- **Exercise aim**:
Copy all the rows below, requests included. In the answers, multiply every coordinate by 0.45 and round to the nearest whole number, rounding halves up. Leave the numbers in the requests and their format samples unchanged.

************

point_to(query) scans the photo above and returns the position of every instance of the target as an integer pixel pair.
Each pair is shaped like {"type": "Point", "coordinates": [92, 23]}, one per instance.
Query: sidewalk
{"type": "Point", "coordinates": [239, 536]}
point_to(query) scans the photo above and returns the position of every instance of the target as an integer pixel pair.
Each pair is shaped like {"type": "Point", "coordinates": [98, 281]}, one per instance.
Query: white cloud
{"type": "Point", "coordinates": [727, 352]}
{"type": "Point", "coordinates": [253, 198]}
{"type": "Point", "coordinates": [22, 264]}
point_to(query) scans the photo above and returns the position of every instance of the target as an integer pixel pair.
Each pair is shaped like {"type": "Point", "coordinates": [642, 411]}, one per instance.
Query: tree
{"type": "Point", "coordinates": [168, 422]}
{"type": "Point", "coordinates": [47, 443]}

************

- **Completed exercise**:
point_to(query) scans the photo above and returns the position of every instance of the target as an integer pixel pair.
Each pair is shaped like {"type": "Point", "coordinates": [92, 23]}, one per instance.
Query: sidewalk
{"type": "Point", "coordinates": [108, 241]}
point_to(query) scans the photo above and returns the position of every instance of the target as an integer pixel pair.
Each pair is shaped like {"type": "Point", "coordinates": [98, 281]}, one per instance.
Query: white cloud
{"type": "Point", "coordinates": [327, 158]}
{"type": "Point", "coordinates": [114, 89]}
{"type": "Point", "coordinates": [10, 119]}
point_to(query) scans the photo above and returns the position of every instance of the target as an integer pixel pair.
Each pair is shaped like {"type": "Point", "coordinates": [642, 411]}, one per instance.
Query: tree
{"type": "Point", "coordinates": [76, 190]}
{"type": "Point", "coordinates": [21, 199]}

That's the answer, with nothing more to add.